_STATED PROBLEM_:
From the line that includes "tan corduroy jacket" to the last line of the data, quote each line precisely; both boundary lines belong in the answer.

┄┄┄┄┄┄┄┄┄┄

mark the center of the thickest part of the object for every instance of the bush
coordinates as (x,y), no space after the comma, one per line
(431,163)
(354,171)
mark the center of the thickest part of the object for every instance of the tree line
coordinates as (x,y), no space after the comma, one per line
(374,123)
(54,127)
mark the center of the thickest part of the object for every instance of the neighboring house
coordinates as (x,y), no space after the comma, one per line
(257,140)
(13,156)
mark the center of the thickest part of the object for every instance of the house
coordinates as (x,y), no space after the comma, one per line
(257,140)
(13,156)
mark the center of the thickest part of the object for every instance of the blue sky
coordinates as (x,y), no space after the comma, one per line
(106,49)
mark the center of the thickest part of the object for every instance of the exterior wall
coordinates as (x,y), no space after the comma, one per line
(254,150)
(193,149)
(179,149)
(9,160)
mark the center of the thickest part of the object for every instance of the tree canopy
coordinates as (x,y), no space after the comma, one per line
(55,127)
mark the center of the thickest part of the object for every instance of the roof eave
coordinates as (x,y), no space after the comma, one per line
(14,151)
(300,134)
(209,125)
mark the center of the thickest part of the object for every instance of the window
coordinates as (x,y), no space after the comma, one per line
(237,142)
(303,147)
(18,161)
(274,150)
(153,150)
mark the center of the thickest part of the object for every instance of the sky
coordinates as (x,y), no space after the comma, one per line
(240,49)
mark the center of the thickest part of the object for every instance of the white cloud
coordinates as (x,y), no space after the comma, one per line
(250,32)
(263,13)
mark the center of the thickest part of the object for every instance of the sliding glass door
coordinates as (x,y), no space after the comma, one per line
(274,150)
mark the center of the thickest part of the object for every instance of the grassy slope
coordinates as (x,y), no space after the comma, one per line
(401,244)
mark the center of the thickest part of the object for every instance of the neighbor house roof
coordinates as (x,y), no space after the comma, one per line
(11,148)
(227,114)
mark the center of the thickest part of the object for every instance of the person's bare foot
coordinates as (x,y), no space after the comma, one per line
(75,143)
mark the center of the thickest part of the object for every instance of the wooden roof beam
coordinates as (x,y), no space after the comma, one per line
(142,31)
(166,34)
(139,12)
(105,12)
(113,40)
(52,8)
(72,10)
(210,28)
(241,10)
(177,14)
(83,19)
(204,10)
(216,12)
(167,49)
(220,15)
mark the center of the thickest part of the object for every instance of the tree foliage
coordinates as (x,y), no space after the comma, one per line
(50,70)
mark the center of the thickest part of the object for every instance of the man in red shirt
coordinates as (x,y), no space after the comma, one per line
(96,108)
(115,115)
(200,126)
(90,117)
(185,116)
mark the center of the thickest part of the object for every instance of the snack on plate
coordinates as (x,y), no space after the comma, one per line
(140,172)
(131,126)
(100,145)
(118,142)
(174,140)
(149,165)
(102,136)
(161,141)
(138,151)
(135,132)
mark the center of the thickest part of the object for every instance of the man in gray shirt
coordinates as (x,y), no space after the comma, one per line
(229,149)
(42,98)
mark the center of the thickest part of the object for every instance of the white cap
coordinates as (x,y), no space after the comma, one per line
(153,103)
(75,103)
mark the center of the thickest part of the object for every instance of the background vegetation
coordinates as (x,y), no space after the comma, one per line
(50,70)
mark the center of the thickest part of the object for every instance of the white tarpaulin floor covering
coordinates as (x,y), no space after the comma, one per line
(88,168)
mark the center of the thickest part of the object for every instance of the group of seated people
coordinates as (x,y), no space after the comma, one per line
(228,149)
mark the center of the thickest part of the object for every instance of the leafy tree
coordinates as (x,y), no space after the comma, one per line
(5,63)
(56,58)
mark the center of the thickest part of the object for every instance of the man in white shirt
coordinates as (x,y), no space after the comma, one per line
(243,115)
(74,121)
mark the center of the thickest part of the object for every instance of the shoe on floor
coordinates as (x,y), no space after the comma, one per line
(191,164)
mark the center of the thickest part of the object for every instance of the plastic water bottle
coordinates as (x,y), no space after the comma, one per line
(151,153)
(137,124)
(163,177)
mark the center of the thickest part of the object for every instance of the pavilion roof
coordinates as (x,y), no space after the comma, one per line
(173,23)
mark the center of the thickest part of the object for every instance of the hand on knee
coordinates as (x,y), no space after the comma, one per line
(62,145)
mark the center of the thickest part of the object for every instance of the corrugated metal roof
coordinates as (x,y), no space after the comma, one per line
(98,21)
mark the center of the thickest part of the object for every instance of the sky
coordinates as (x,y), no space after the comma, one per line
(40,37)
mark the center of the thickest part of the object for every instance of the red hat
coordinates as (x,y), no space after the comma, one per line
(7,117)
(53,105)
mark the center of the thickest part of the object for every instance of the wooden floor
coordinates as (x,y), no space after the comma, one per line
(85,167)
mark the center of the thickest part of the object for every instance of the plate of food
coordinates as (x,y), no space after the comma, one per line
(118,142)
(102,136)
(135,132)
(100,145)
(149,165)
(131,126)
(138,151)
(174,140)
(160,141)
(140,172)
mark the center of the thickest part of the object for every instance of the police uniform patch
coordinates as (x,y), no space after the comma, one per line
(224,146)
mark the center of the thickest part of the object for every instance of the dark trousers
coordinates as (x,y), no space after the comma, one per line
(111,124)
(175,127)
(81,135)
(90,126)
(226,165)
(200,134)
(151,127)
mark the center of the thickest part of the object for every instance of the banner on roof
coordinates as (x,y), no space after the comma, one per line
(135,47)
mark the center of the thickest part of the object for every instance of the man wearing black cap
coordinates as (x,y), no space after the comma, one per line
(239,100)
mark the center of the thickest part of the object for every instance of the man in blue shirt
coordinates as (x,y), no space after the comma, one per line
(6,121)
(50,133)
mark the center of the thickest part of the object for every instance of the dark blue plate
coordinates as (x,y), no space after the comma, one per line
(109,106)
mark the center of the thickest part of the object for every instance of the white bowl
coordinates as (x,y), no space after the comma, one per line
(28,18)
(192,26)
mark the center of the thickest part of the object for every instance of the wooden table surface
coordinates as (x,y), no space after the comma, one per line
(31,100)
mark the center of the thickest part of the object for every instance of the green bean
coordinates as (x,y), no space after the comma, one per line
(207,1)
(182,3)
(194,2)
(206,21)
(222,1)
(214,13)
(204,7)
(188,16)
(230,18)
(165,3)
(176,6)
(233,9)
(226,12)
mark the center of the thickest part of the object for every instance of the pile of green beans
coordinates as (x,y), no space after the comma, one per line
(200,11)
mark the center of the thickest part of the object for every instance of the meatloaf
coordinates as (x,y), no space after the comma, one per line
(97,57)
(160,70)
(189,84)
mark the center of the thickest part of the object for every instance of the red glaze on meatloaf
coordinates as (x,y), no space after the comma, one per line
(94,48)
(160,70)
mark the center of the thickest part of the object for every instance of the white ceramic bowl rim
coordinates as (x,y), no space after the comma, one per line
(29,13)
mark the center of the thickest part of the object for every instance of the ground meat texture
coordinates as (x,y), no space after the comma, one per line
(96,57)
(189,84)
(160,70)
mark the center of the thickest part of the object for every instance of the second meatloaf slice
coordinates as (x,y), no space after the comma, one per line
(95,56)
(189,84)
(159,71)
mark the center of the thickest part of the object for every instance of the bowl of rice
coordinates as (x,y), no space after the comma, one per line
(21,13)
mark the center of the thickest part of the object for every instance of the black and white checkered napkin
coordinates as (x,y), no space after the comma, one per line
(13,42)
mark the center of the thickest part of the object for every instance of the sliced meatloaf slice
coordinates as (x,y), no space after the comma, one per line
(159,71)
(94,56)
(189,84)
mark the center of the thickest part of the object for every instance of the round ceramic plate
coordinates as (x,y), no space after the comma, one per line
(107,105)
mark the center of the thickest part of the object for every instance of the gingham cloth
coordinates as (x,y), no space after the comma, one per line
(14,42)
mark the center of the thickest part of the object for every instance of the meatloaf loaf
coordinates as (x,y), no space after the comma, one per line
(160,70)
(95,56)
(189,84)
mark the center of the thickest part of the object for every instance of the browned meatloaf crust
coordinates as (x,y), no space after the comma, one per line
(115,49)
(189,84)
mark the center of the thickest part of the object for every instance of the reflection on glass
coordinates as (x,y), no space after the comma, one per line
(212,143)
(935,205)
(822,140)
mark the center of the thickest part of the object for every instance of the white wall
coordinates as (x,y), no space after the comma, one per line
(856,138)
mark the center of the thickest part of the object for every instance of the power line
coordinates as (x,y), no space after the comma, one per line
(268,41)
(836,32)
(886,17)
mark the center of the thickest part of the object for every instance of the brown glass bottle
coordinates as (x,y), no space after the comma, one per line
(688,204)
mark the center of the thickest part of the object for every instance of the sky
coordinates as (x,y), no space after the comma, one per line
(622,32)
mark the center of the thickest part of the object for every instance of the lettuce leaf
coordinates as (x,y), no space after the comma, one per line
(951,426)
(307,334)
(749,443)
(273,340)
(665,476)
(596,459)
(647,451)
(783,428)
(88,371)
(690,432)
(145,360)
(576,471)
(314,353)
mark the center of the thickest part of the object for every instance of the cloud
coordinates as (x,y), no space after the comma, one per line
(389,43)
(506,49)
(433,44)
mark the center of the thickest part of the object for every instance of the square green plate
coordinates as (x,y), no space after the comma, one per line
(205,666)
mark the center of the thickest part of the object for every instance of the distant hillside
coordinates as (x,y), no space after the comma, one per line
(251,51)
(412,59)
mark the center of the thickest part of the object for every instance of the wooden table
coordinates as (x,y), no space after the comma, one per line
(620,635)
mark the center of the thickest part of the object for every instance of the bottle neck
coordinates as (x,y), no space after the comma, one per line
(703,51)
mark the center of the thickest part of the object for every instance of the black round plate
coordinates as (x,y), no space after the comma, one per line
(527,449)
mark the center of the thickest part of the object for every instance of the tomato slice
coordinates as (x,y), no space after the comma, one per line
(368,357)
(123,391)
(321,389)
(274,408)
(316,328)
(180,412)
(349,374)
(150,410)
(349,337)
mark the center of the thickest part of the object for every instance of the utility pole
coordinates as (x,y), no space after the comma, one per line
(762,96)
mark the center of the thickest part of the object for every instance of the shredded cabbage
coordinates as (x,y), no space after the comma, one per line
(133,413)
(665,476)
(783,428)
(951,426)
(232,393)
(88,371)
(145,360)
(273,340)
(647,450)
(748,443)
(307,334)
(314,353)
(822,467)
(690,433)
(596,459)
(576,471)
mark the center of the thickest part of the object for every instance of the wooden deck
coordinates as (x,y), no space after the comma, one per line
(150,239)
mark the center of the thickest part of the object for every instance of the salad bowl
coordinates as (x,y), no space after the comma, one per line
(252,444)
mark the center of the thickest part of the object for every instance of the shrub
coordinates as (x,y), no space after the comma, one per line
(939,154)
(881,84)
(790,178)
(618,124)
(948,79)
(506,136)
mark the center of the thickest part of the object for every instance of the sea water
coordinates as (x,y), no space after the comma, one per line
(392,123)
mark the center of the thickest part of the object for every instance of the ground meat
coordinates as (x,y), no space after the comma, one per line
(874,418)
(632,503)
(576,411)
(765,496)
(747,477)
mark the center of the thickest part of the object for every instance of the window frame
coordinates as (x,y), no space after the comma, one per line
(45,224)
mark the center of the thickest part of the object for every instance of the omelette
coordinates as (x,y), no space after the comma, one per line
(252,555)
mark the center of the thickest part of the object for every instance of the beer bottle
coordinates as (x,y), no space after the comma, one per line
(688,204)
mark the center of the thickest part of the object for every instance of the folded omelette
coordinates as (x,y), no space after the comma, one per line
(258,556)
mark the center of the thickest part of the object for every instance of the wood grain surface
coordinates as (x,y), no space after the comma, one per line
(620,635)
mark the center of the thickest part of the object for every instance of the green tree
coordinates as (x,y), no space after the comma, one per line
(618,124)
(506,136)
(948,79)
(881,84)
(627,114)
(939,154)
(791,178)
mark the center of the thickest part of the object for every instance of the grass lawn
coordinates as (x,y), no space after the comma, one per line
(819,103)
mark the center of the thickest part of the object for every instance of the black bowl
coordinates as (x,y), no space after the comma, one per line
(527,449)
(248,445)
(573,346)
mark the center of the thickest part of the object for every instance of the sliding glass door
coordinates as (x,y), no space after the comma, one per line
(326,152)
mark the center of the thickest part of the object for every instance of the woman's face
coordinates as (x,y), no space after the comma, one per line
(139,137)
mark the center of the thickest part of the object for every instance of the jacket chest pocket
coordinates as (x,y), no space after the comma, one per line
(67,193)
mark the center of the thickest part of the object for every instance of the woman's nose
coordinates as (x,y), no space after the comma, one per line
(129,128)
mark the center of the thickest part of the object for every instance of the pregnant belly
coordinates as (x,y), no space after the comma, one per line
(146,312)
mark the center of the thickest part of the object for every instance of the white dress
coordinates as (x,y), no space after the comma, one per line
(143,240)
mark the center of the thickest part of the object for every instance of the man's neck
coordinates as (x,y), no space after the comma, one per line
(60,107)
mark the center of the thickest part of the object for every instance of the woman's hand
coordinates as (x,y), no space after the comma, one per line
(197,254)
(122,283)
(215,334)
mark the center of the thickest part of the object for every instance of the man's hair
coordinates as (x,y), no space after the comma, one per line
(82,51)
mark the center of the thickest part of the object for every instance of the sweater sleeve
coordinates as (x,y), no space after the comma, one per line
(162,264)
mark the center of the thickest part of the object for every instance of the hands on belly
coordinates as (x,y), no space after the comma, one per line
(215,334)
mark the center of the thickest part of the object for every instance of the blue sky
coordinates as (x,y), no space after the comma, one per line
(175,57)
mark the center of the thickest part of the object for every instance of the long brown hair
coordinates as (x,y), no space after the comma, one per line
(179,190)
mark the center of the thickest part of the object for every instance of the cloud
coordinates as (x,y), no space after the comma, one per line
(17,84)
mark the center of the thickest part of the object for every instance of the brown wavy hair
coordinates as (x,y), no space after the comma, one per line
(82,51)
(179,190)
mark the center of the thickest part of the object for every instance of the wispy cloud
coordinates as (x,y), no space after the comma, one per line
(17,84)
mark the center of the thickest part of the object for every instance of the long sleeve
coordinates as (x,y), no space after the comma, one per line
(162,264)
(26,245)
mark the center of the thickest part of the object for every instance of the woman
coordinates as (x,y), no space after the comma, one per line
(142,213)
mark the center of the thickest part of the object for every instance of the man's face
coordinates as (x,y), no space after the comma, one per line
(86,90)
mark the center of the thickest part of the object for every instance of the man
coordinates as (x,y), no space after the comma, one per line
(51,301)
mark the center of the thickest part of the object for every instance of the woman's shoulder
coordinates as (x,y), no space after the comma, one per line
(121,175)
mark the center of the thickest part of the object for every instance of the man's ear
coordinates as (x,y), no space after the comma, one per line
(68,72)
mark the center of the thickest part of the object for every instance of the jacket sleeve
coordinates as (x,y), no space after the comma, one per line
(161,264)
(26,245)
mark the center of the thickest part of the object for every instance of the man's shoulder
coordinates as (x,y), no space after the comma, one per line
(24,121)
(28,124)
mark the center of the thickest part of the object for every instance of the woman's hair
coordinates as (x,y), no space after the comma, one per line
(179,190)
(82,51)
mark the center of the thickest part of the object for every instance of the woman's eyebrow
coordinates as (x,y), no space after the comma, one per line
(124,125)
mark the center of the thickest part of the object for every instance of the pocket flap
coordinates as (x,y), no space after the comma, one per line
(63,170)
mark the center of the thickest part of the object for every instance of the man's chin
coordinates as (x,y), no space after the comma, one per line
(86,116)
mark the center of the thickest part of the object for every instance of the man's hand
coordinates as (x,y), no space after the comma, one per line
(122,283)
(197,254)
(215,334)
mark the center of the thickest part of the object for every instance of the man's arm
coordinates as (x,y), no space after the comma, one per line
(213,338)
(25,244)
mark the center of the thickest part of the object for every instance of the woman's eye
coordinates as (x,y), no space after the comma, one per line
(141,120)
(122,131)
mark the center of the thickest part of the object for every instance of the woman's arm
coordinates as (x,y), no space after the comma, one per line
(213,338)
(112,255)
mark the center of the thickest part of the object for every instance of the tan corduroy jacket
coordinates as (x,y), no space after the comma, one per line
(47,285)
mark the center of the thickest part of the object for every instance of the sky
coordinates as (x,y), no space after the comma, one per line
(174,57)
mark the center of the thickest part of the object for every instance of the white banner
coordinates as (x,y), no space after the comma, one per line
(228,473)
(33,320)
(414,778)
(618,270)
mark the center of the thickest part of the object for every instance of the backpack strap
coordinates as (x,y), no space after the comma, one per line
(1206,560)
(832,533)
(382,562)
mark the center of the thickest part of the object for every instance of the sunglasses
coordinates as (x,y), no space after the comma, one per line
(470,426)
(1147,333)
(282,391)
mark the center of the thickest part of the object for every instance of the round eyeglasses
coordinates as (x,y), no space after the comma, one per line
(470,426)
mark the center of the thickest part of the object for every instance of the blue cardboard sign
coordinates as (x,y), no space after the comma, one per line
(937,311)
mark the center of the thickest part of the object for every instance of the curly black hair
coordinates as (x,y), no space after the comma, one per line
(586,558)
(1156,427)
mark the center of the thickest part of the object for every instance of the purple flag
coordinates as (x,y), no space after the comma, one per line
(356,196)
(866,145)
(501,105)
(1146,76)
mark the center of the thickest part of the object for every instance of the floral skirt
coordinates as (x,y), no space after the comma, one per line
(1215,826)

┄┄┄┄┄┄┄┄┄┄

_FINAL RESULT_:
mark the center of the thickest part of the object for every instance of the tan corduroy jacket
coordinates as (x,y), no space after the comma, one per line
(47,285)
mark the center of the thickest part of the object for every instance of the sky
coordinates as (x,y), no space after the comma, one per line
(174,57)
mark the center of the thickest part of the object for every instance of the white banner
coordinates as (x,y), no space after the comma, one per line
(228,473)
(33,320)
(414,778)
(618,270)
mark the center of the thickest part of the object for every instance of the backpack strap
coordinates as (x,y), no space after the comma, one per line
(1206,560)
(832,533)
(382,562)
mark the center of the thickest part of the object for every instance of the sunglasses
coordinates as (x,y), no space after the comma, one per line
(470,426)
(1147,333)
(282,391)
mark the center of the thickest part of the object for every instance of the round eyeglasses
coordinates as (x,y), no space after the comma, one per line
(470,426)
mark the center of the thickest part of the object for every instance of the blue cardboard sign
coordinates as (x,y), no space after the comma, one per line
(937,311)
mark the center of the thickest part of the object for every instance of the curly black hair
coordinates as (x,y), no space after the comma, one per line
(586,558)
(1156,427)
mark the center of the thickest part of the object for every instance of the purple flag
coordinates as (x,y), no space after the comma, one per line
(356,196)
(866,145)
(501,105)
(1146,76)
mark the center of the thickest part of the object for every instance of the floral skirt
coordinates as (x,y), no space after the comma, one per line
(1215,826)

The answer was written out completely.